» **WHAT YOU ARE ASKED TO DO**:
Wherever an image appears in the records, exclude it, and reproduce everything else exactly.

(Beginning of MATERIAL FOR THIS EXERCISE)

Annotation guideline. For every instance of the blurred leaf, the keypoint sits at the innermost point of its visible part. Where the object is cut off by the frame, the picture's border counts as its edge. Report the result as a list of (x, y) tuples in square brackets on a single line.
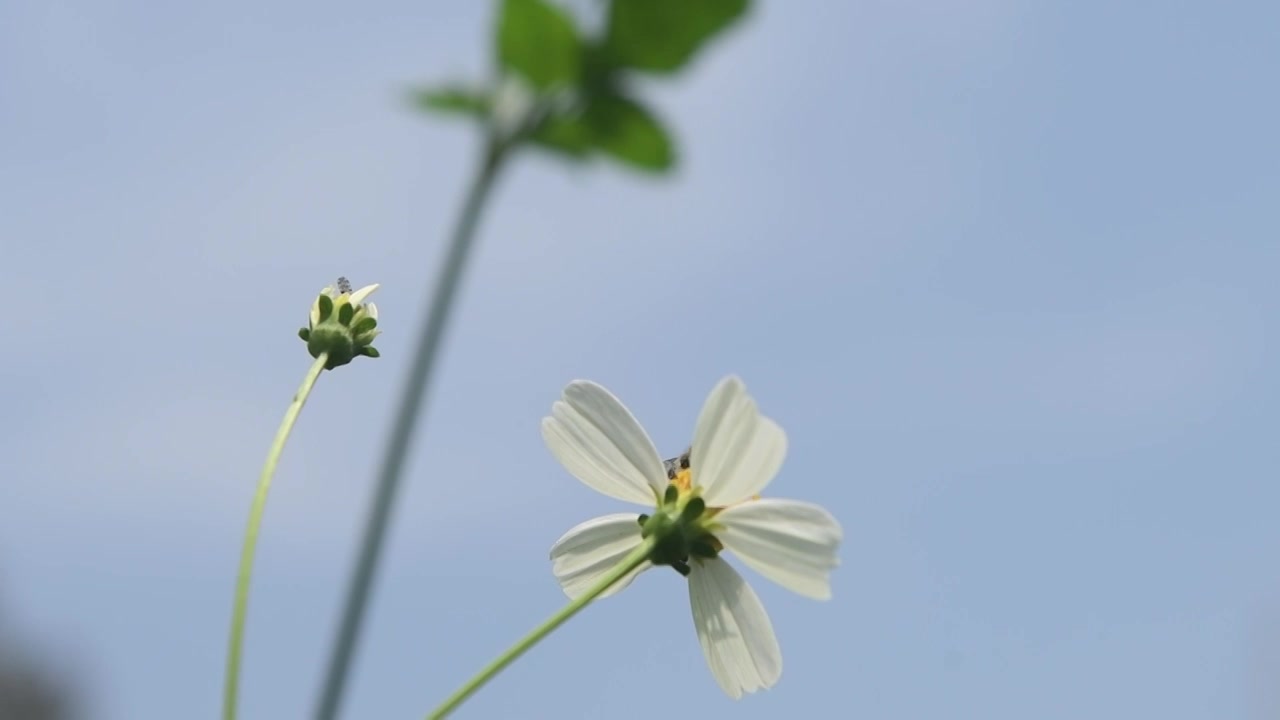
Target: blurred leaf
[(662, 35), (453, 100), (611, 124), (539, 41), (629, 132), (565, 136)]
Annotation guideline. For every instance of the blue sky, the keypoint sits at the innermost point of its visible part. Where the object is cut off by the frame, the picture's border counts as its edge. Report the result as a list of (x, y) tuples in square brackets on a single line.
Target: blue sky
[(1002, 270)]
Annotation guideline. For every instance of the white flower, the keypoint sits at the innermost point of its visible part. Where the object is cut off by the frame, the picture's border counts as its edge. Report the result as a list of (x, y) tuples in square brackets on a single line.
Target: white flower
[(735, 454), (342, 294), (341, 324)]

(End of MATERIAL FOR THIS EXERCISE)

» **EXERCISE ANSWER**:
Annotation guideline. For every instance of the blurred leaf, the keypoint sits at the innermost point of its visible part. Where the object is cut off by the frame, the picture's border counts as its edge. Report the result as a list of (x, y) tuples in square brackets on a single line.
Target: blurred leaf
[(662, 35), (453, 100), (611, 124), (539, 41), (629, 132), (565, 136)]
Annotation guideline. For every instance of the blue sky, the keypoint sits at the innermost point of its visible part. Where the object is cut off by the frame, the picture's border counts as its edge. Report the result as a list of (x, y) tuples in square brackets on a single line.
Target: blue sky
[(1002, 270)]
Annotation guideline. For every instance of the white flower, the keypoint sits at the innermost point of its visible part. Where the object is cut off by the frame, the picture's border counts as its edge. Report the result as a list of (x, y) tuples in square brackets on a single line.
Target: white flower
[(735, 454), (342, 294), (341, 324)]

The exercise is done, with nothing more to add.